* [Task requirements] Reproduce every line of the data below verbatim, with no changes to characters, spacing, or order.
Content starts
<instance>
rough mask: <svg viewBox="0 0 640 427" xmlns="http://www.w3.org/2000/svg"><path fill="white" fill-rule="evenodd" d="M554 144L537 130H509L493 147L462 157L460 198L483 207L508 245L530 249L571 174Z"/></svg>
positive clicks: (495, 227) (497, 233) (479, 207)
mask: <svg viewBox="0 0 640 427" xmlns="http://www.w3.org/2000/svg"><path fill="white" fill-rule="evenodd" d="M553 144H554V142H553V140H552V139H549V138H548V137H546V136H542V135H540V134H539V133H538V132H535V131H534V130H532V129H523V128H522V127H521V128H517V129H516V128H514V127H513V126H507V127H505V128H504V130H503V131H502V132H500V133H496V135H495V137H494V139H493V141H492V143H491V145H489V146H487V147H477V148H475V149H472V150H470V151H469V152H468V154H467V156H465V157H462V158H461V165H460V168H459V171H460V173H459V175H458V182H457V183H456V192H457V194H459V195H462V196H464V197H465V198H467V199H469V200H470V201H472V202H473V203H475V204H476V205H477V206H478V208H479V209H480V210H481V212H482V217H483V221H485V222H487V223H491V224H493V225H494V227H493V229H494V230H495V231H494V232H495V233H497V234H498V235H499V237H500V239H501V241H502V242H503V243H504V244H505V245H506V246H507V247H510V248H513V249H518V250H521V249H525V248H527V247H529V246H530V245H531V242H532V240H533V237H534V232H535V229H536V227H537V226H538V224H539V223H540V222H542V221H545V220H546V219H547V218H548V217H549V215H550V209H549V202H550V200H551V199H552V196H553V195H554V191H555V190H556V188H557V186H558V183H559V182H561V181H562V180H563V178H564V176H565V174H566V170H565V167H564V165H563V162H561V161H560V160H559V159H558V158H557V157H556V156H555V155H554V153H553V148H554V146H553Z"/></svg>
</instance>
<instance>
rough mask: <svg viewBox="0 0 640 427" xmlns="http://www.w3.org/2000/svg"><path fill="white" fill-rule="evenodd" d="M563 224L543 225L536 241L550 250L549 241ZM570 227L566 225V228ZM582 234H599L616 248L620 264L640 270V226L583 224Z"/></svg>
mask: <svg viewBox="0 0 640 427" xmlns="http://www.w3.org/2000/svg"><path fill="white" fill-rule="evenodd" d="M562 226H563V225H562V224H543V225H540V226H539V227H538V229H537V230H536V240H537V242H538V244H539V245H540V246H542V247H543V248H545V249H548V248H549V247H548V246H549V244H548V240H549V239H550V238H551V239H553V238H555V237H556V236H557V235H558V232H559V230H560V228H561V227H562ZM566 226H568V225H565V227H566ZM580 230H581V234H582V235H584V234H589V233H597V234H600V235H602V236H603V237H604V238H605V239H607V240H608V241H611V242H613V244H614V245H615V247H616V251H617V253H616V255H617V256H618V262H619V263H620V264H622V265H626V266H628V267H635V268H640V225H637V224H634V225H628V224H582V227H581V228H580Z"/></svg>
Content ends
* [Written answer]
<instance>
rough mask: <svg viewBox="0 0 640 427" xmlns="http://www.w3.org/2000/svg"><path fill="white" fill-rule="evenodd" d="M554 144L537 130H509L493 147L462 157L460 198L483 207L508 245L530 249L571 174Z"/></svg>
positive clicks: (495, 227) (497, 233) (479, 207)
mask: <svg viewBox="0 0 640 427" xmlns="http://www.w3.org/2000/svg"><path fill="white" fill-rule="evenodd" d="M553 144H554V142H553V140H552V139H549V138H548V137H546V136H542V135H540V134H539V133H538V132H535V131H534V130H532V129H523V128H522V127H521V128H517V129H516V128H514V127H513V126H507V127H505V128H504V130H503V131H502V132H500V133H496V135H495V137H494V139H493V141H492V143H491V145H489V146H487V147H477V148H475V149H472V150H470V151H469V152H468V154H467V156H465V157H462V158H461V165H460V168H459V171H460V173H459V175H458V182H457V183H456V192H457V194H459V195H462V196H464V197H465V198H467V199H469V200H470V201H472V202H473V203H475V204H476V205H477V206H478V208H479V209H480V210H481V212H482V217H483V221H485V222H487V223H491V224H493V225H494V227H493V229H494V230H495V231H494V232H495V233H497V234H498V235H499V237H500V239H501V241H502V242H503V243H504V244H505V245H506V246H507V247H510V248H513V249H518V250H521V249H525V248H527V247H529V246H530V245H531V242H532V240H533V237H534V232H535V229H536V227H537V226H538V224H539V223H540V222H542V221H545V220H546V219H547V218H548V217H549V215H550V209H549V202H550V200H551V199H552V196H553V195H554V191H555V190H556V188H557V186H558V183H559V182H561V181H562V180H563V178H564V176H565V174H566V170H565V167H564V165H563V162H561V161H560V160H559V159H558V158H557V157H556V156H555V155H554V153H553V148H554V146H553Z"/></svg>
</instance>
<instance>
rough mask: <svg viewBox="0 0 640 427" xmlns="http://www.w3.org/2000/svg"><path fill="white" fill-rule="evenodd" d="M563 224L543 225L536 241L550 250L549 241ZM570 227L566 225V228ZM582 234H599L616 248L620 264L640 270V226L583 224Z"/></svg>
mask: <svg viewBox="0 0 640 427" xmlns="http://www.w3.org/2000/svg"><path fill="white" fill-rule="evenodd" d="M562 226H563V225H562V224H543V225H540V226H539V227H538V229H537V230H536V240H537V242H538V244H539V245H540V246H542V247H543V248H545V249H548V248H549V247H548V246H549V244H548V240H549V239H550V238H551V239H553V238H555V237H556V236H557V235H558V232H559V230H560V228H561V227H562ZM566 226H568V225H565V227H566ZM580 230H581V234H582V235H584V234H589V233H597V234H600V235H602V236H603V237H604V238H605V239H607V240H608V241H611V242H613V244H614V245H615V247H616V251H617V253H616V255H617V256H618V262H619V263H620V264H622V265H626V266H628V267H635V268H640V225H637V224H634V225H628V224H582V227H581V228H580Z"/></svg>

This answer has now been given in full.